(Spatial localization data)
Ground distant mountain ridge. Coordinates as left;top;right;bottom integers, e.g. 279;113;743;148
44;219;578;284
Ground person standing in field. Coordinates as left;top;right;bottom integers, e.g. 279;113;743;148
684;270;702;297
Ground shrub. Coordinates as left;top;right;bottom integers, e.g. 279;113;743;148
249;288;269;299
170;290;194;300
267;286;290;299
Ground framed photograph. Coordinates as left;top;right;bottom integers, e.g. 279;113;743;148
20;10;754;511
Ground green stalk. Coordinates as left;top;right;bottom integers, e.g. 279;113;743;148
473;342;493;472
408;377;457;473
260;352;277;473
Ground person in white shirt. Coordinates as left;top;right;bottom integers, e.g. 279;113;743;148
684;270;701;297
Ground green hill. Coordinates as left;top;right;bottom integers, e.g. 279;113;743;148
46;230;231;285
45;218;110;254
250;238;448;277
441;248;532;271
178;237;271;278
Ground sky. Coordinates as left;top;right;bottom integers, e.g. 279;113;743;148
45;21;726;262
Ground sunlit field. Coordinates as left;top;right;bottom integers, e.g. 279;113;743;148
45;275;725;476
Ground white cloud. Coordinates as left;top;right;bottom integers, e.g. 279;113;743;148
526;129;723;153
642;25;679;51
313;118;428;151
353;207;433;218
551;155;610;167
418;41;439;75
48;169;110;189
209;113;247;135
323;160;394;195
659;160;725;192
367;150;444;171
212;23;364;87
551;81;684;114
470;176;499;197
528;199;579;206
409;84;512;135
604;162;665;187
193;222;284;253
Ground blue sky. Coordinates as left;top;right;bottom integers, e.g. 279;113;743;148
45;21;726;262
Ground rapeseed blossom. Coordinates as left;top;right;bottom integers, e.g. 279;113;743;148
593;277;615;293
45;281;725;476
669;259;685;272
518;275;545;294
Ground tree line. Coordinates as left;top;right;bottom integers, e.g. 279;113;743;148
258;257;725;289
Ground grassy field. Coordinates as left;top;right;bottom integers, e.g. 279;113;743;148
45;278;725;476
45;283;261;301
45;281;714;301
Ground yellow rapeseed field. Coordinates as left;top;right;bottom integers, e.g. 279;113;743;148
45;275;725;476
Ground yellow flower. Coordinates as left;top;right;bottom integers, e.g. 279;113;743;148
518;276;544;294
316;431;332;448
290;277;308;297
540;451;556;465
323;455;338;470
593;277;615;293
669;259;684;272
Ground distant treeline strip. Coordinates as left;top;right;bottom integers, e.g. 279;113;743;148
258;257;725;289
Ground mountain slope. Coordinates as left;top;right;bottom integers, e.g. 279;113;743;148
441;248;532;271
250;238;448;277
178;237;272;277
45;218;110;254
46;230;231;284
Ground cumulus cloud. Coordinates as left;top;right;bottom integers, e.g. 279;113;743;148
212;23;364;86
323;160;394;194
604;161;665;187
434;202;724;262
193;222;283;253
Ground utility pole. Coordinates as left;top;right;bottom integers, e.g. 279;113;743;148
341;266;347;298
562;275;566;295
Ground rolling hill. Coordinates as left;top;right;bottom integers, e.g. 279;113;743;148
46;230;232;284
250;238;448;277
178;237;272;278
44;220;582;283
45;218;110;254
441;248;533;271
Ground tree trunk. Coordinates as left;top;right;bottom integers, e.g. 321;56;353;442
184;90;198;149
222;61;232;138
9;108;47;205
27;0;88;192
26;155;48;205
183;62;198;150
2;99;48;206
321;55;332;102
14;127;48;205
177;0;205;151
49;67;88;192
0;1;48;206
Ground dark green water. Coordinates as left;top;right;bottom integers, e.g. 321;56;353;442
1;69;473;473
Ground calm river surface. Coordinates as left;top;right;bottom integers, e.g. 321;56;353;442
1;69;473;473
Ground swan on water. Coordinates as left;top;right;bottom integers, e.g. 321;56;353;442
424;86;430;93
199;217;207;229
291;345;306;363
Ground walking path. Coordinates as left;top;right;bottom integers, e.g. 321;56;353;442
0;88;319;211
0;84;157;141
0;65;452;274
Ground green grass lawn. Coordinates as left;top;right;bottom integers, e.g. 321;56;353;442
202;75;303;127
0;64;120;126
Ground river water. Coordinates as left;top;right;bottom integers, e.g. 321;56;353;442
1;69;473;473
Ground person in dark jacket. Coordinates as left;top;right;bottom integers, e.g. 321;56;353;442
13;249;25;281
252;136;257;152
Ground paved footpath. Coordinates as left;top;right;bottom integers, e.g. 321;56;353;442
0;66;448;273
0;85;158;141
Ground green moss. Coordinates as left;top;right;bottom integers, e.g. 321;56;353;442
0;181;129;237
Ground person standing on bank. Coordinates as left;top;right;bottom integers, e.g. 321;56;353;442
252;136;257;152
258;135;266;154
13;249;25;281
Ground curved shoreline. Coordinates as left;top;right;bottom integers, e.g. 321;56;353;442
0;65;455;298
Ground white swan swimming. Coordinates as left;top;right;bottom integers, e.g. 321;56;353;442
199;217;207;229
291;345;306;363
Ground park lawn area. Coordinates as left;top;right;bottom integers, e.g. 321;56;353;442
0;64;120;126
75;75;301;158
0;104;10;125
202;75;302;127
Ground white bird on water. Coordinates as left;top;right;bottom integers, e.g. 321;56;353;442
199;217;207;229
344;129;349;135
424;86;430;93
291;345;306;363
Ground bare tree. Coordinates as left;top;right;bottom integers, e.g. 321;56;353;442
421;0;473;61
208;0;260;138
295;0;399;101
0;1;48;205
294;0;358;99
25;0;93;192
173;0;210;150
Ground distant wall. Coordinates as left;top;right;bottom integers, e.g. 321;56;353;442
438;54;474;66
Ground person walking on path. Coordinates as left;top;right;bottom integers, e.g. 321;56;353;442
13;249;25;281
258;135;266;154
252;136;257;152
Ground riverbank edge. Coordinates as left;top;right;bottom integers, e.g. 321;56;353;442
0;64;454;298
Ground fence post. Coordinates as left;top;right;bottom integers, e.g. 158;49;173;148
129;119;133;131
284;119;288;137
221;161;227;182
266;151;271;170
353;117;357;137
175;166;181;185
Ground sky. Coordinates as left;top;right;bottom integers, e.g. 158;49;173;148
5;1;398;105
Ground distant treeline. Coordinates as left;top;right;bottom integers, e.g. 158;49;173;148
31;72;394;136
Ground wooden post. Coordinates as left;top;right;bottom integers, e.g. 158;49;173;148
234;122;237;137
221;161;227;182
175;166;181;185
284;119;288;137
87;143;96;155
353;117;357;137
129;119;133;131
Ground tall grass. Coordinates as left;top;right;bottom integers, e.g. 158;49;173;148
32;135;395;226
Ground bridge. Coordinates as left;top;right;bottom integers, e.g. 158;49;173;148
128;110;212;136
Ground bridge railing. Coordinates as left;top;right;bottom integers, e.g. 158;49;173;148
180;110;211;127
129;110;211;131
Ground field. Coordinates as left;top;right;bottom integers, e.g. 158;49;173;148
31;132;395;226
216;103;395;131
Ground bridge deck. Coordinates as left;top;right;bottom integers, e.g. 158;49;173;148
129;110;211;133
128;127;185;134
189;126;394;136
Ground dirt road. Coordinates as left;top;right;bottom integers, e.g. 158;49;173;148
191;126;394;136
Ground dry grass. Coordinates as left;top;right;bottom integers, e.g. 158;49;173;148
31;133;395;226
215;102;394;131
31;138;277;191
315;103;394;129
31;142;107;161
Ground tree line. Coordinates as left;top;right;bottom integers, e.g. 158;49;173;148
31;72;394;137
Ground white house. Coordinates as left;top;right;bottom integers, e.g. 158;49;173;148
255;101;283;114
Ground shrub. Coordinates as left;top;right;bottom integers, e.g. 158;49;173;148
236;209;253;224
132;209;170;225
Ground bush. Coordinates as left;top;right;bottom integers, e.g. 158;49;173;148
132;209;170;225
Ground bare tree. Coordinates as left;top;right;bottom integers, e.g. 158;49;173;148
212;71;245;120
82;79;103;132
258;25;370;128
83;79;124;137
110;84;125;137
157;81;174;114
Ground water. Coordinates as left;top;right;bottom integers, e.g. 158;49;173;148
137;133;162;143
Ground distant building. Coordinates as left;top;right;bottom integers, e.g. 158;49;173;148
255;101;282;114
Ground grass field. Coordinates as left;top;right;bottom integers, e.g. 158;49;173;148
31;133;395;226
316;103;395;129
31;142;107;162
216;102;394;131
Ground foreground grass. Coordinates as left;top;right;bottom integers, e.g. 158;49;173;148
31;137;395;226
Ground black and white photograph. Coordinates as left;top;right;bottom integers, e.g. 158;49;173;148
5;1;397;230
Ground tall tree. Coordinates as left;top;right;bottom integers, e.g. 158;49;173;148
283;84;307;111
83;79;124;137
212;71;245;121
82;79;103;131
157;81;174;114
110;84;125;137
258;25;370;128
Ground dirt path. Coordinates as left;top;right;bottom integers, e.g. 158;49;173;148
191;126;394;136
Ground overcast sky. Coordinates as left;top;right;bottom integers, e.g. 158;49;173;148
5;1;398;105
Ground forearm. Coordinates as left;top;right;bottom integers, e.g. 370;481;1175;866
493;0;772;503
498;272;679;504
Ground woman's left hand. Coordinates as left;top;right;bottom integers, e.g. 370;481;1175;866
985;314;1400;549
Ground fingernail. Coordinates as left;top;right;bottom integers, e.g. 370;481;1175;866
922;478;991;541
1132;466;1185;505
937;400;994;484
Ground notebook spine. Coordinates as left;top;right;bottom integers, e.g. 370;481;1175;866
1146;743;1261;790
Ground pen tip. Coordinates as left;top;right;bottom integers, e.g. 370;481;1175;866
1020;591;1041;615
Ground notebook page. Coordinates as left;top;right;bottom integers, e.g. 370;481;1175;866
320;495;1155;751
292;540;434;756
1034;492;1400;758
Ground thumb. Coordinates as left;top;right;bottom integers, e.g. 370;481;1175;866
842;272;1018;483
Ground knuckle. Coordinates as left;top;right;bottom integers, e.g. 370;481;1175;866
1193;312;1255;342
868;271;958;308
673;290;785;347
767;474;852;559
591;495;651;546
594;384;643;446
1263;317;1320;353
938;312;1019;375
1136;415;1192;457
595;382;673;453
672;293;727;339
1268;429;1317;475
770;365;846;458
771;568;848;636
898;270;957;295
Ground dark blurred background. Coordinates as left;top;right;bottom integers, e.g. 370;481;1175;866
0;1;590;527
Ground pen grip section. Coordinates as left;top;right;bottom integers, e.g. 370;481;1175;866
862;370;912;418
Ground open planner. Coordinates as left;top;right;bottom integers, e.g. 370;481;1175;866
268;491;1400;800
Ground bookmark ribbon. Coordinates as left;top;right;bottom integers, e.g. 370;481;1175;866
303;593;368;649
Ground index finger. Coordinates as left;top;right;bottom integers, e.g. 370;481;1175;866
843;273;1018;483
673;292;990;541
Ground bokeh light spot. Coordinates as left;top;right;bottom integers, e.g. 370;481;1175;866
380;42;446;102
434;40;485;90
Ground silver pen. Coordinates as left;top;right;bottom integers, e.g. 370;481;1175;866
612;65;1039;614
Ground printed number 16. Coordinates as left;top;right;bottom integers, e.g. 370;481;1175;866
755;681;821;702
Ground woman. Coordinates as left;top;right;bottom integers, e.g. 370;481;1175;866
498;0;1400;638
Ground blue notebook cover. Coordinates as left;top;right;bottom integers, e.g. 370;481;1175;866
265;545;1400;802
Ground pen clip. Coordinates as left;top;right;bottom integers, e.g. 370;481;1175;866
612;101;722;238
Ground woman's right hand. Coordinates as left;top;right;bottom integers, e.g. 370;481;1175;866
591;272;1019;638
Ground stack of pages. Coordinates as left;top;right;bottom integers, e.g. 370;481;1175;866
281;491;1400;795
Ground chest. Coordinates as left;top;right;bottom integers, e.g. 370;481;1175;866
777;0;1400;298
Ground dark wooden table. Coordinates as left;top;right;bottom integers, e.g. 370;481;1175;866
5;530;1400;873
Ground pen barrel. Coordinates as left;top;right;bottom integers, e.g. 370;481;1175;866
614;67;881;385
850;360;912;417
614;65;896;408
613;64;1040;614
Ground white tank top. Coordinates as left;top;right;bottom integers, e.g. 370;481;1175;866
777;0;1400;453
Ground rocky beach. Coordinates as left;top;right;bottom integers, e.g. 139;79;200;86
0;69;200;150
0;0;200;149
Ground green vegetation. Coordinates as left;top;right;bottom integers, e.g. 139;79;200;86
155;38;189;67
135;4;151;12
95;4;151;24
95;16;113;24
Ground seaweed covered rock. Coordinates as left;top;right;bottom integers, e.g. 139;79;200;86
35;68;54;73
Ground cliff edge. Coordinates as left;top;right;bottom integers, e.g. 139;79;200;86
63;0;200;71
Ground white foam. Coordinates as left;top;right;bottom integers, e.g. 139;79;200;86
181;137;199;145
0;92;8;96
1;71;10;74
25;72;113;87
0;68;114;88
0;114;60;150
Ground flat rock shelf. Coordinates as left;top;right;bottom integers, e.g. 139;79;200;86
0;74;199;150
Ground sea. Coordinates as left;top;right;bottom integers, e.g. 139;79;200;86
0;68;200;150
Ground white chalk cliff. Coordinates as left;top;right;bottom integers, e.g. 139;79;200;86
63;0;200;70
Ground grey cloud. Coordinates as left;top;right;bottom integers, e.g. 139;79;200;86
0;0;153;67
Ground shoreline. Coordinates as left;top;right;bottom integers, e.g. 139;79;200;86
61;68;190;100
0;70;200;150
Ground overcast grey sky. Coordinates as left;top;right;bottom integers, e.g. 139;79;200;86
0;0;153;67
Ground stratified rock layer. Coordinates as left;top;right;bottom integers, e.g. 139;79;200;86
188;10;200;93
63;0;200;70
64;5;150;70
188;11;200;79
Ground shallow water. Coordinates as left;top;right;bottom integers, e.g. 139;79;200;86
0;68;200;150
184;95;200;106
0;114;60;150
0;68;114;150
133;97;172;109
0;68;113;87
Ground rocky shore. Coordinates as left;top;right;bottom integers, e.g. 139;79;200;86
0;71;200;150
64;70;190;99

**Exercise aim:**
Taking the line that contains "Ground white tank" as the first, reproduce every line through the end of the entries exactly.

**Result of this task:**
Ground white tank top. Coordinates as left;top;right;bottom integers, e.g. 370;481;1175;866
777;0;1400;453
Ground rocky beach. Coordinates as left;top;right;bottom integers, e.g. 139;79;200;86
0;69;200;150
0;0;200;149
Ground green vegetation. Coordinates as left;top;right;bottom integers, e.g. 139;79;200;86
155;38;189;67
135;4;151;12
95;4;151;24
95;16;113;24
Ground seaweed covered rock. Coordinates as left;top;right;bottom integers, e.g. 139;79;200;86
35;68;54;73
Ground cliff edge. Coordinates as left;top;right;bottom integers, e.g. 139;79;200;86
63;0;200;71
Ground white foam. Coordinates as left;top;right;bottom integers, e.g. 139;79;200;86
181;137;199;145
0;92;8;96
1;71;10;74
25;72;113;87
0;68;114;88
0;114;60;150
Ground flat rock shelf. Coordinates as left;top;right;bottom integers, e.g. 139;79;200;86
0;74;199;150
Ground sea. Coordinates as left;top;right;bottom integers, e.g. 139;79;200;86
0;68;200;150
Ground white chalk cliff. Coordinates as left;top;right;bottom integers, e.g. 139;79;200;86
63;0;200;70
Ground grey cloud. Coordinates as left;top;right;bottom integers, e.g. 139;79;200;86
0;0;153;67
Ground shoreline. Coordinates as left;top;right;bottom integers, e.g. 139;79;200;86
61;68;190;100
0;70;200;150
Ground overcast grey sky. Coordinates as left;top;right;bottom integers, e.g. 139;79;200;86
0;0;153;67
Ground stratified rock layer. Coordinates as left;top;right;bottom integers, e.g. 139;79;200;86
188;10;200;93
63;0;200;70
64;5;150;70
188;11;200;79
Ground shallow water. Coordinates as left;top;right;bottom integers, e.g. 139;79;200;86
0;68;200;150
184;95;200;106
0;114;60;150
0;68;114;150
133;97;172;109
0;68;113;87
Ground rocky shore. Coordinates as left;top;right;bottom integers, e.g. 139;79;200;86
0;71;200;150
64;70;190;99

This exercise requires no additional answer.